ACTIONS TO TAKE:
**1)** List the roles that the album review credits to Richard Sontaag.
**2)** Rewrite the album review passage that begins with "Review by Gary" and ends after "finger on them.", changing "contradictions" to "paradoxes".

TEXT PASSAGE:
------------------------

Review by Gary Cordwell
Release Date: 28 April 2014
Richard Sontaag (instruments, composition, concept, co-production) and Ian Fortnum’s (story, lyrics, voice, concept) eponymous debut release is an album of contradictions, although quite how many of them are intentional is open to debate. The band themselves describe this prog concept album as an “epic, trans-media hybrid”, a work in which “sonic cinema meets e-book, pod-lit in cyberspace”. 21st Century prog then… However, its most obvious sonic antecedents (War of the Worlds, Dark Side of the Moon, Tubular Bells) are all at least 30 years old. But as I began to listen to this CD, I realised that there were other touchstones… I just couldn’t quite put my finger on them.

------------------------

Dataset rows:
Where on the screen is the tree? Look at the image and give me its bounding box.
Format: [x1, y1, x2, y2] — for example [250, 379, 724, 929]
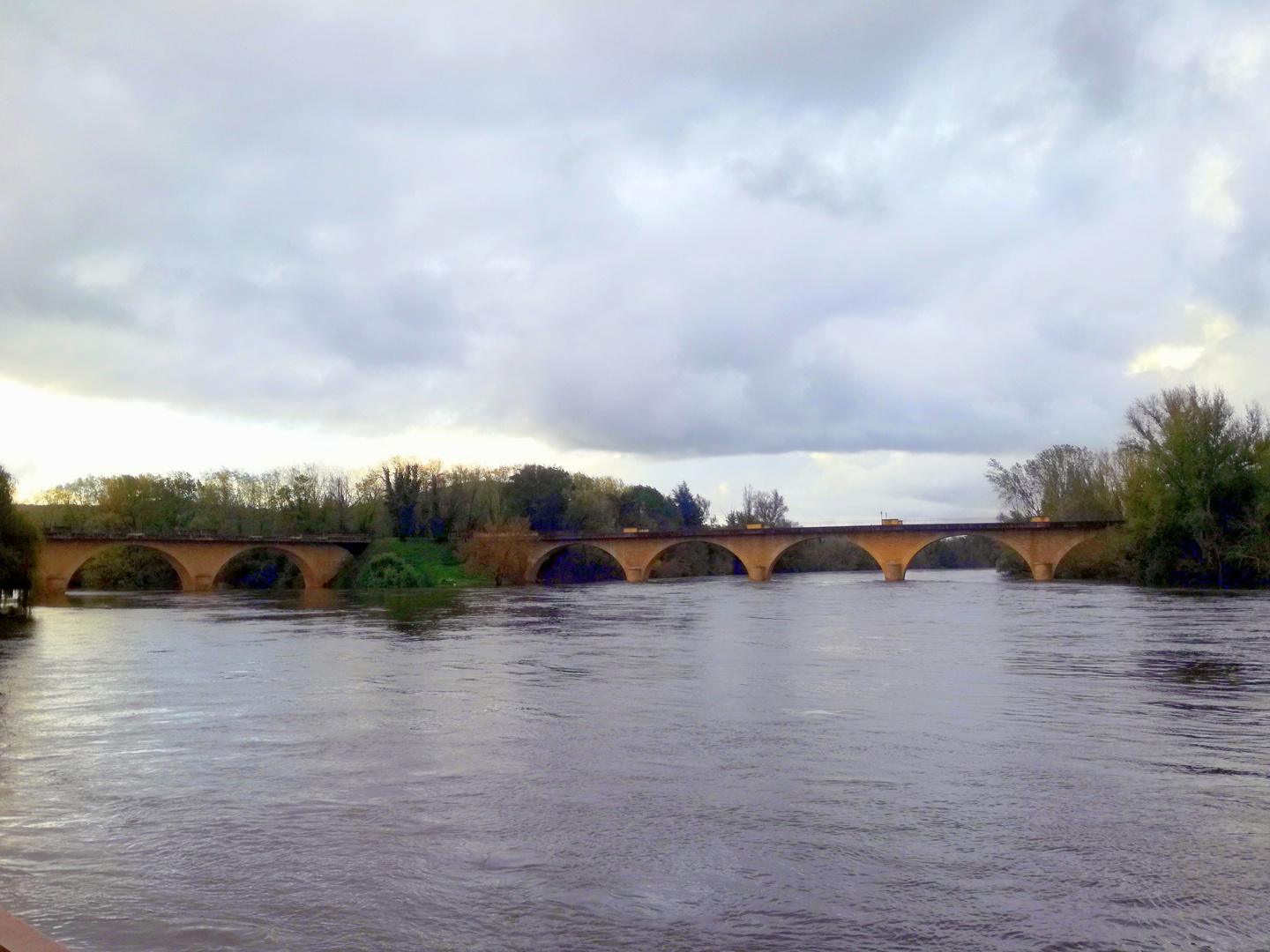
[728, 484, 794, 528]
[670, 481, 710, 529]
[1120, 386, 1270, 585]
[380, 456, 423, 540]
[0, 465, 40, 606]
[617, 487, 684, 529]
[985, 443, 1122, 522]
[462, 518, 534, 585]
[504, 465, 572, 532]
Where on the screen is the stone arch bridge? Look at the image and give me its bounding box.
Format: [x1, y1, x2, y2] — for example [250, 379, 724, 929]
[35, 529, 372, 595]
[526, 520, 1119, 582]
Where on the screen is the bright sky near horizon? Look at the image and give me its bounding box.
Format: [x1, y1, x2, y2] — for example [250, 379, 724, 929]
[0, 0, 1270, 523]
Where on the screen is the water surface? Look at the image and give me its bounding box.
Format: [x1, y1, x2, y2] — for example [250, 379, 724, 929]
[0, 571, 1270, 952]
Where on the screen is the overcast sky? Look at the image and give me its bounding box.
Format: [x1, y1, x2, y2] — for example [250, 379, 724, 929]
[0, 0, 1270, 523]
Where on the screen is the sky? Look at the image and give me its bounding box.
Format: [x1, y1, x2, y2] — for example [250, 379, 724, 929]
[0, 0, 1270, 524]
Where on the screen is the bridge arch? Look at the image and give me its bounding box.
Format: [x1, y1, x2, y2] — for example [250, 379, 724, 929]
[212, 542, 318, 589]
[61, 539, 193, 591]
[527, 542, 626, 584]
[768, 536, 881, 575]
[644, 539, 748, 579]
[525, 539, 626, 582]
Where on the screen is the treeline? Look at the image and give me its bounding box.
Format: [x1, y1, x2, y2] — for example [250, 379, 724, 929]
[26, 457, 790, 540]
[987, 386, 1270, 588]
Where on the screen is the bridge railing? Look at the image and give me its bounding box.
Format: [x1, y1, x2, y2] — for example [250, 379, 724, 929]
[534, 519, 1124, 542]
[43, 525, 377, 545]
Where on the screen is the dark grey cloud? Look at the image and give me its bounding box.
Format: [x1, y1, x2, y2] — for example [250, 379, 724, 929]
[0, 0, 1270, 456]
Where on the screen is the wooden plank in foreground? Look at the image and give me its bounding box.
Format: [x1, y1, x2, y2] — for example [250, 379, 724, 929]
[0, 909, 69, 952]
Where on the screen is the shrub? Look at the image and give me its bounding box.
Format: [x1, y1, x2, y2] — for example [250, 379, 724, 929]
[357, 552, 432, 589]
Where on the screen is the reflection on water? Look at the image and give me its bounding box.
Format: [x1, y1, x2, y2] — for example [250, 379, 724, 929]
[0, 571, 1270, 951]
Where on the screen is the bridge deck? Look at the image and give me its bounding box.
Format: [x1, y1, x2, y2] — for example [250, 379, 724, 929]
[534, 519, 1124, 542]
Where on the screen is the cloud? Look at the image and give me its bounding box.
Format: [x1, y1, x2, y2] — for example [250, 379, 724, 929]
[0, 0, 1270, 458]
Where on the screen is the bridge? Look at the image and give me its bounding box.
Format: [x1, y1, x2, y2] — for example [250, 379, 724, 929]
[34, 529, 373, 595]
[525, 519, 1119, 582]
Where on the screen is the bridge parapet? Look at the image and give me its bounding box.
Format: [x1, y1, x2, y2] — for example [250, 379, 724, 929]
[526, 519, 1120, 582]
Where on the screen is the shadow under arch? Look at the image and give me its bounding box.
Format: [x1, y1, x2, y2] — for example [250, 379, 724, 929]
[647, 539, 745, 579]
[1054, 533, 1128, 580]
[529, 542, 626, 585]
[66, 542, 190, 591]
[906, 533, 1005, 571]
[773, 536, 881, 575]
[212, 546, 309, 591]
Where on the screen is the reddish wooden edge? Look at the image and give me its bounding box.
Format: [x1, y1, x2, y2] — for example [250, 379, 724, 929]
[0, 909, 67, 952]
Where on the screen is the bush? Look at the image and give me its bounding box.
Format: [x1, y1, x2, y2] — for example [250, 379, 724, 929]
[357, 552, 433, 589]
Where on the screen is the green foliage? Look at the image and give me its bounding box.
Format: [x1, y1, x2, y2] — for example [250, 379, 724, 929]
[357, 552, 430, 589]
[38, 467, 381, 536]
[0, 465, 40, 603]
[725, 485, 795, 528]
[987, 386, 1270, 586]
[217, 548, 305, 591]
[353, 539, 485, 588]
[70, 546, 180, 591]
[1120, 387, 1270, 585]
[617, 487, 684, 529]
[987, 444, 1123, 522]
[504, 465, 572, 532]
[670, 482, 710, 529]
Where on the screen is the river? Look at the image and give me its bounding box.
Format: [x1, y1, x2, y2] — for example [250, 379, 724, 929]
[0, 571, 1270, 952]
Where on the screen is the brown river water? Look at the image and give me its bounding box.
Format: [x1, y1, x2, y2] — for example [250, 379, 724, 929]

------------------------

TASK RESPONSES:
**1)** instruments, composition, concept, co-production

**2)**
Review by Gary Cordwell
Release Date: 28 April 2014
Richard Sontaag (instruments, composition, concept, co-production) and Ian Fortnum’s (story, lyrics, voice, concept) eponymous debut release is an album of paradoxes, although quite how many of them are intentional is open to debate. The band themselves describe this prog concept album as an “epic, trans-media hybrid”, a work in which “sonic cinema meets e-book, pod-lit in cyberspace”. 21st Century prog then… However, its most obvious sonic antecedents (War of the Worlds, Dark Side of the Moon, Tubular Bells) are all at least 30 years old. But as I began to listen to this CD, I realised that there were other touchstones… I just couldn’t quite put my finger on them.